FIG. 6 shows a further embodiment of the device according 1D the invention, according to which the pressure fluid is a gas and the pressure pulse transmitting body 9 is a piston that is arranged to move back and forth in a cylinder 26 in a gas-sealed way. The piston 9 is directly connected with a stem 27 of a valve (not shown), or constitutes a so called VCR-piston that, on one of its sides, is in a direct connection with the combustion chamber of a combustion engine and which, by way of its displacement, is arranged to vary the volume of the combustion chamber, and, thereby, the compression ratio.

As in the preceding embodiments, this device comprises a chamber with a first part 28 and a second part 29. The difference is that the second part 29 is identical with a space in the cylinder 26 on one side of the piston 27 instead of, as in the hydraulic case, being located directly above a substantially thinner valve stem. A valve body 30 forming a slave valve is arranged to open and close a communication between the first part 28 and the second part 29 of the chamber. The motion of the valve body 30 is due to an opening and closing respectively of a communication between the latter and a high pressure source 5 and a low pressure source 6 respectively. An electromagnetically activated valve, here a solenoid-activated slide valve 31, is arranged to open/close the communication between the valve body 30 and the high pressure source 5 and the low pressure source 6 respectively by opening/closing conduits 32, 33 that lead between one side of the valve body 30 and said sources. In other words, the valve body 30 is in directly solenoid-activated, which is included in the general inventive concept. The side of the valve body 30 that is effected by the pressure fluid through the conduits 32 and 33 is sealed against the first part 28 of the chamber, said valve body 30 being arranged, in this case, to be displaced in said first part of the chamber.

A further valve body 34 is arranged to open/close a communication between the second part 29 of the chamber and the low pressure source 6. This valve body 34 is arranged in a way that generally corresponds to that for the first valve body 30. It communicates on one side with the second part 29 of the chamber and on another side with, on one hand, a conduit 35 to the high pressure source, and, on the other hand, a conduit 36 to the low pressure source. The opening and closing respectively of the communication in the conduits 35 and 36 is done by means of the previously mentioned electromagnetically activated valve 31. Moreover, there is a conduit 37 that leads between the first part 28 of the chamber and the high pressure source 5. The electromagnetically activated valve 31 is arranged to open and close the communication also in this conduit. It should be realized that the only electromagnetically activated valve 31 could be replaced by a plurality of electromagnetically activated valves for the accomplishment of opening/closing functions that correspond to the ones that have been described above. However, the device is to operate in accordance with the principals that have already been described in this application and which are generally relevant, independent of embodiment and type of pressure fluid.

## ENTRIES PROVIDED
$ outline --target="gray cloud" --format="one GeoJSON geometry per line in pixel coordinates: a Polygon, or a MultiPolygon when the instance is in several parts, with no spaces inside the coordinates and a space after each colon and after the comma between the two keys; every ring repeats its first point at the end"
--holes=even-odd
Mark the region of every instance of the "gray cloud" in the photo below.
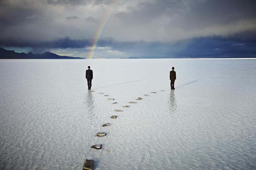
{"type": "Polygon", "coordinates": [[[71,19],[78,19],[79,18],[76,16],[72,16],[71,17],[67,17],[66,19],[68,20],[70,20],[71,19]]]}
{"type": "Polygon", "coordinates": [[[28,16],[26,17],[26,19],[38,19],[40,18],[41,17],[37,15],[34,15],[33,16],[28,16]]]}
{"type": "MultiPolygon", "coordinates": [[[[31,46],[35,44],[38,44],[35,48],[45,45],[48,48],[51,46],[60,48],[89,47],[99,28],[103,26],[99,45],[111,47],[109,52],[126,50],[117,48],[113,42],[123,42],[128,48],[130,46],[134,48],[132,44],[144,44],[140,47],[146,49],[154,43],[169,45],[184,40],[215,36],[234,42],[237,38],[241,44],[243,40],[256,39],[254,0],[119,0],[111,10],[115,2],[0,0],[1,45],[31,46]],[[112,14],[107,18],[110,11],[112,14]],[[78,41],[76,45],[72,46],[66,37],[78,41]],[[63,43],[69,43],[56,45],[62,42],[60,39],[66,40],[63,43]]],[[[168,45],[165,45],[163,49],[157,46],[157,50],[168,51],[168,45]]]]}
---
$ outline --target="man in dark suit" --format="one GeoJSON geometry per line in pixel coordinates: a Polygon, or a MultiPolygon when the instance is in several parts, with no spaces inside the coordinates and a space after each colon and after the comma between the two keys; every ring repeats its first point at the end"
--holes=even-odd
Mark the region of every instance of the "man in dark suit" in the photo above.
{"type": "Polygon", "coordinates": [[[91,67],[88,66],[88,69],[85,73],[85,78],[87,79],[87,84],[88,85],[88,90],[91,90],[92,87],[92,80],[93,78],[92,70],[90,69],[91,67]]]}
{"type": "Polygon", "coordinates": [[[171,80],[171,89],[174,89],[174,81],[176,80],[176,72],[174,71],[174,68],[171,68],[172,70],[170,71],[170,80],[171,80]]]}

## LIST OF TASKS
1. In the valve-device passage, how does the VCR-piston change the compression ratio of the engine?
2. Reproduce the stretch of the valve-device passage from "FIG. 6 shows" through "the compression ratio.".
The lines have no connection to the valve-device passage.

## EXPECTED OUTPUTS
1. One side of the VCR-piston is directly connected to the combustion chamber of a combustion engine, so moving the piston varies the volume of that chamber. Changing that volume changes the compression ratio.

2.
FIG. 6 shows a further embodiment of the device according 1D the invention, according to which the pressure fluid is a gas and the pressure pulse transmitting body 9 is a piston that is arranged to move back and forth in a cylinder 26 in a gas-sealed way. The piston 9 is directly connected with a stem 27 of a valve (not shown), or constitutes a so called VCR-piston that, on one of its sides, is in a direct connection with the combustion chamber of a combustion engine and which, by way of its displacement, is arranged to vary the volume of the combustion chamber, and, thereby, the compression ratio.